[Records drawn from a data source]
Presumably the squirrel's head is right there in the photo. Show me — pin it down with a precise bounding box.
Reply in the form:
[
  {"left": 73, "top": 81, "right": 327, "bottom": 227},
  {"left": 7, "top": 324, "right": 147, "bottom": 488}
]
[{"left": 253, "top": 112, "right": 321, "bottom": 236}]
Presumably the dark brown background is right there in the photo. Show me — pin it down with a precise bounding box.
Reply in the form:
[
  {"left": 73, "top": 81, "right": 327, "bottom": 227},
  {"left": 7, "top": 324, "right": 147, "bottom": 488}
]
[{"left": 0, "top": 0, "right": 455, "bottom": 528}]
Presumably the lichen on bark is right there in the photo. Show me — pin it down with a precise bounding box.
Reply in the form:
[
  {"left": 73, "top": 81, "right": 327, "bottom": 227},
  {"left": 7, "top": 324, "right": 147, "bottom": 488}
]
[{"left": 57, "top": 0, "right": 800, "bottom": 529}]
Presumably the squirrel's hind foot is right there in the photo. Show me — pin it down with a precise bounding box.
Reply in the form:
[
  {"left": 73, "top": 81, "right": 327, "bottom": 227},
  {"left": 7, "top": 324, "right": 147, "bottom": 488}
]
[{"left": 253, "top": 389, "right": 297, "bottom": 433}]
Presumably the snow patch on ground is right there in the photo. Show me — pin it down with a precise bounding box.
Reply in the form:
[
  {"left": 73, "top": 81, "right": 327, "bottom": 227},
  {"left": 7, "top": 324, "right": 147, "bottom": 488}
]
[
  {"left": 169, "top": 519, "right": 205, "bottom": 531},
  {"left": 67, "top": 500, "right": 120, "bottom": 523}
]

## SHORT TASK
Render the whole listing above as a JSON array of strings, one string per line, with blank lines dropped.

## ANSWER IN FULL
[
  "Presumably the squirrel's head is right there in the photo. Show me — pin it down with a precise bounding box.",
  "Reply in the form:",
  "[",
  "  {\"left\": 73, \"top\": 81, \"right\": 327, \"bottom\": 227},",
  "  {\"left\": 7, \"top\": 324, \"right\": 147, \"bottom\": 488}",
  "]",
  "[{\"left\": 253, \"top\": 112, \"right\": 321, \"bottom\": 236}]",
  "Presumably the dark brown background is right there in the photo. Show me — pin it down with a precise bounding box.",
  "Reply in the form:",
  "[",
  "  {\"left\": 73, \"top\": 81, \"right\": 327, \"bottom\": 227},",
  "  {\"left\": 7, \"top\": 324, \"right\": 147, \"bottom\": 488}",
  "]",
  "[{\"left\": 0, \"top\": 0, \"right\": 455, \"bottom\": 528}]",
  "Presumably the lichen on bark is right there in the photo. Show me — pin it down with a precise bounding box.",
  "Reply in the form:",
  "[",
  "  {\"left\": 73, \"top\": 81, \"right\": 327, \"bottom\": 227},",
  "  {\"left\": 7, \"top\": 324, \"right\": 147, \"bottom\": 488}",
  "]",
  "[{\"left\": 57, \"top\": 0, \"right\": 800, \"bottom\": 529}]",
  "Presumably the squirrel's hind foot is right there in the photo. Show me — pin it down with a precise bounding box.",
  "Reply in the form:",
  "[",
  "  {\"left\": 73, \"top\": 81, \"right\": 327, \"bottom\": 227},",
  "  {\"left\": 7, \"top\": 324, \"right\": 147, \"bottom\": 488}",
  "]",
  "[{\"left\": 253, \"top\": 389, \"right\": 297, \"bottom\": 433}]",
  "Presumably the snow patch on ground is right there in the photo. Show me — pin it down with a precise bounding box.",
  "Reply in the form:",
  "[",
  "  {\"left\": 73, \"top\": 81, \"right\": 327, \"bottom\": 227},",
  "  {\"left\": 7, \"top\": 324, \"right\": 147, \"bottom\": 488}",
  "]",
  "[",
  "  {\"left\": 169, \"top\": 519, \"right\": 205, \"bottom\": 531},",
  "  {\"left\": 67, \"top\": 500, \"right\": 120, \"bottom\": 523}",
  "]"
]